Soletanche Bachy brings its expertise to water and sewerage projects | Part 4: Water treatment and discharge

In this last episode, find out about a crucial step in protecting public health: the treatment and discharge of wastewater into the natural environment.

Shéma du cycle de l'eau - Traiter et rejeter l'eau

This is where our saga covering the various stages in a collective water and sewerage network comes to an end. Having already learned about collection wells, storagetanks, sewers, pipework and rainwater management, in this last episode you will find out about a crucial step in protecting public health: the treatment and discharge of wastewater into the natural environment.

It is essential to ensure the quality of this discharged water, which has been used for our domestic or industrial consumption. To clean it, our subsidiaries therefore build wastewater treatment plants all over the world, on the surface and underground, of all types and capacities.

Treating wastewater

Expansion of a water treatment plant in Canada to treat the equivalent of the consumption of one million people.

This programme to expand the Annacis Island wastewater treatment plant in Canada is a large-scale project in which Bessac, our subsidiary specialising in tunnels and the manufacture of tunnel-boring machines, is participating as part of a consortium with Pomerleau.

The aim is to provide a treatment capacity of 175 million cubic meters per year, or the equivalent of the consumption of one million people! The project, funded by the Metro Vancouver Regional District and covering 21 municipalities, an electoral district and a First Nation (Canadian indigenous people) is expected to be delivered by mid-2024.

Projet Annacis island Canada
Tunnelier sur le projet Annacis Island

The contract includes several key parts of a sewerage network:

  • two 40m-deep access shafts with diameters of 18m and 9m respectively (internal diaphragm walls),
  • two tunnels, 580m and 200m long, with an internal diameter of 4.2m and lined in prefabricated segments,
  • a riser in the Fraser River
  • Refurbishment of the existing diffuser following commissioning of the new 280m-long, 2.5m diameter diffuser buried in the riverbed
  • As well as the construction of a new water control system connected to the existing structures

What happens to the water after it has been treated by the station?

Once the water has been treated, it is discharged into the sea or into rivers via outfalls equipped with diffusers to dilute the discharged water over a large area.

In Morocco, in Rabat, the Solsif and Bessac teams have again contributed their expertise to the construction of a marine discharge system by building an outfall including:

  • A 12m-diameter, 22m-deep shaft using the traditional method, in rock protected by grouting (tab and plug).
· · ·
REQUIREMENT A –
Convert the part of the entries that runs from their start through the line containing "281), (193, 278)]]" into a JSON list of strings, one string per line, with blank lines left out.
The entries that follow are unrelated to the wastewater treatment text.
· · ·
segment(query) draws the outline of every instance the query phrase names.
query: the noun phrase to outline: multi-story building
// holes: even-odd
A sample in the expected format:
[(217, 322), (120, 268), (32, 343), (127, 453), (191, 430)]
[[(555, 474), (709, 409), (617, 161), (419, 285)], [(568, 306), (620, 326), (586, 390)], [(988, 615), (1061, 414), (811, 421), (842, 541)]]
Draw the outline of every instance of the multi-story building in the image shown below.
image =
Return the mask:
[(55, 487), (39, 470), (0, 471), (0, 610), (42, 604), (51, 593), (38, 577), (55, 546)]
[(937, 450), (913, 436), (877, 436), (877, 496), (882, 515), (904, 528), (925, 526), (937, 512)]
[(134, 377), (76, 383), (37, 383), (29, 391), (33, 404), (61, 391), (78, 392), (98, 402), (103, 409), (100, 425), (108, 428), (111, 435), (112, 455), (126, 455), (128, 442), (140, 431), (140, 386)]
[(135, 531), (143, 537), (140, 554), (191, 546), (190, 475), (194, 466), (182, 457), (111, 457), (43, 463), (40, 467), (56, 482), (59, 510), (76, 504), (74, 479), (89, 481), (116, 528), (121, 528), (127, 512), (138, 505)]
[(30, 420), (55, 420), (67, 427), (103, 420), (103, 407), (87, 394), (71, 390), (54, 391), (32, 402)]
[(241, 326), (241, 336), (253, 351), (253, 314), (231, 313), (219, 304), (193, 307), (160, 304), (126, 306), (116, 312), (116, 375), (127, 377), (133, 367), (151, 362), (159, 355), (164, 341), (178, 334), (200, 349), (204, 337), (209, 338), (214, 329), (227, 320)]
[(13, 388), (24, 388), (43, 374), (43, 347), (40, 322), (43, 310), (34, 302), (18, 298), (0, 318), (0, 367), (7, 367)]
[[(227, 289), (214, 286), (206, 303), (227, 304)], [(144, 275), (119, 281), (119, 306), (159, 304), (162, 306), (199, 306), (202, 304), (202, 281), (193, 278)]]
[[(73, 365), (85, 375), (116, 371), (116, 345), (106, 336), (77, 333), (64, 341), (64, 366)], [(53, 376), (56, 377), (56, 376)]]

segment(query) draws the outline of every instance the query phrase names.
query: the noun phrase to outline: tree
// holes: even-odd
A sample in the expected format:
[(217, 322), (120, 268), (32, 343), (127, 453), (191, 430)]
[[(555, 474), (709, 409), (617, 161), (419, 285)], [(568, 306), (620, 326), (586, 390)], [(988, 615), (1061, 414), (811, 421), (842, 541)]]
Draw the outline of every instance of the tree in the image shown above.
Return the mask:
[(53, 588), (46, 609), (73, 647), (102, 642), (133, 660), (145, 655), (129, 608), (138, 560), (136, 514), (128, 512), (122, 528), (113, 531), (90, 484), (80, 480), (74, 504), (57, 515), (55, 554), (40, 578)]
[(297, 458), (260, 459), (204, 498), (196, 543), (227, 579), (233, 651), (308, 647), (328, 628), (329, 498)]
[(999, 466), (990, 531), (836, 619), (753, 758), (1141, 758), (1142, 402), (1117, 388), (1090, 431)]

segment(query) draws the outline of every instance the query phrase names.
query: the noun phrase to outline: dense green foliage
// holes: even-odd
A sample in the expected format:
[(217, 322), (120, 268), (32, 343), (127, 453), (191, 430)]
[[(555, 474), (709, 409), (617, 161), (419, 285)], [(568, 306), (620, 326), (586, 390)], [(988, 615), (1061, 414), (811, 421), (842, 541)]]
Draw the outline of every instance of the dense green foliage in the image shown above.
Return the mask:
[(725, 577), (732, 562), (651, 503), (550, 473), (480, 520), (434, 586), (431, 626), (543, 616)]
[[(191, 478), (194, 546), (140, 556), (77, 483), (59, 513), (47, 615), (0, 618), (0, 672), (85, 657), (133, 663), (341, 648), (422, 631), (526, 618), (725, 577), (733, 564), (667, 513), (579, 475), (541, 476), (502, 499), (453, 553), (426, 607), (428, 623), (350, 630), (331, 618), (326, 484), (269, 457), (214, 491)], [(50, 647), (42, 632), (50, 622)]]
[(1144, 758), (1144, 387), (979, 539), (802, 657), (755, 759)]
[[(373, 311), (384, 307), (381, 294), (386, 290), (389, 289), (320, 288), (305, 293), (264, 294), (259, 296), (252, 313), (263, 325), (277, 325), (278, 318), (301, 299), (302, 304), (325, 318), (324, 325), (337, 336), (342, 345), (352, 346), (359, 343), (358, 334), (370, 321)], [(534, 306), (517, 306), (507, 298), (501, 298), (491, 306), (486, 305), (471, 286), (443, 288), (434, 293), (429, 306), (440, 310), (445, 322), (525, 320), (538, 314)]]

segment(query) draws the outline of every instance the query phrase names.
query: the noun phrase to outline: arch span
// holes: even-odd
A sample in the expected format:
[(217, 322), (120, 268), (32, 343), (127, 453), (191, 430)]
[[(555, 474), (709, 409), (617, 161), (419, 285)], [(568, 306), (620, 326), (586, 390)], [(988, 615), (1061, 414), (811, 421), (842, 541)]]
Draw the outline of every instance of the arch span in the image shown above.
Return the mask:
· · ·
REQUIREMENT B –
Transcribe the part of the wastewater treatment text that opens with the words containing "The aim is to" and closes with "delivered by mid-2024.".

CORRECT OUTPUT A –
[
  "segment(query) draws the outline of every instance the query phrase names.",
  "query: the noun phrase to outline: multi-story building",
  "// holes: even-odd",
  "A sample in the expected format:",
  "[(217, 322), (120, 268), (32, 343), (127, 453), (191, 430)]",
  "[[(555, 474), (709, 409), (617, 161), (419, 285)], [(568, 306), (620, 326), (586, 390)], [(988, 615), (1061, 414), (811, 421), (842, 541)]]",
  "Draw the outline of every instance of the multi-story building in the image shown below.",
  "image =",
  "Return the mask:",
  "[(55, 487), (39, 470), (0, 471), (0, 610), (42, 604), (51, 593), (38, 577), (55, 546)]",
  "[(937, 450), (913, 436), (877, 436), (877, 496), (882, 515), (904, 528), (925, 526), (937, 512)]",
  "[(134, 377), (76, 383), (37, 383), (29, 391), (33, 404), (61, 391), (78, 392), (98, 402), (103, 409), (100, 425), (108, 428), (111, 435), (112, 455), (126, 455), (128, 442), (140, 431), (140, 386)]",
  "[(135, 531), (143, 537), (140, 554), (191, 546), (190, 475), (194, 466), (182, 457), (111, 457), (43, 463), (40, 467), (56, 482), (59, 510), (76, 504), (74, 479), (89, 481), (116, 528), (121, 528), (127, 512), (138, 505)]",
  "[(30, 420), (55, 420), (67, 427), (103, 420), (103, 407), (87, 394), (71, 390), (54, 391), (32, 402)]",
  "[(241, 326), (241, 336), (253, 351), (253, 314), (231, 313), (219, 304), (193, 307), (160, 304), (126, 306), (116, 312), (116, 375), (127, 377), (133, 367), (151, 362), (159, 355), (164, 341), (178, 334), (200, 349), (204, 337), (209, 338), (214, 329), (227, 320)]",
  "[(13, 388), (24, 388), (43, 374), (43, 347), (40, 322), (43, 310), (34, 302), (18, 298), (0, 318), (0, 367), (7, 367)]",
  "[[(227, 289), (214, 286), (206, 303), (227, 304)], [(144, 275), (119, 281), (119, 306), (159, 304), (162, 306), (199, 306), (202, 304), (202, 281), (193, 278)]]"
]

CORRECT OUTPUT B –
The aim is to provide a treatment capacity of 175 million cubic meters per year, or the equivalent of the consumption of one million people! The project, funded by the Metro Vancouver Regional District and covering 21 municipalities, an electoral district and a First Nation (Canadian indigenous people) is expected to be delivered by mid-2024.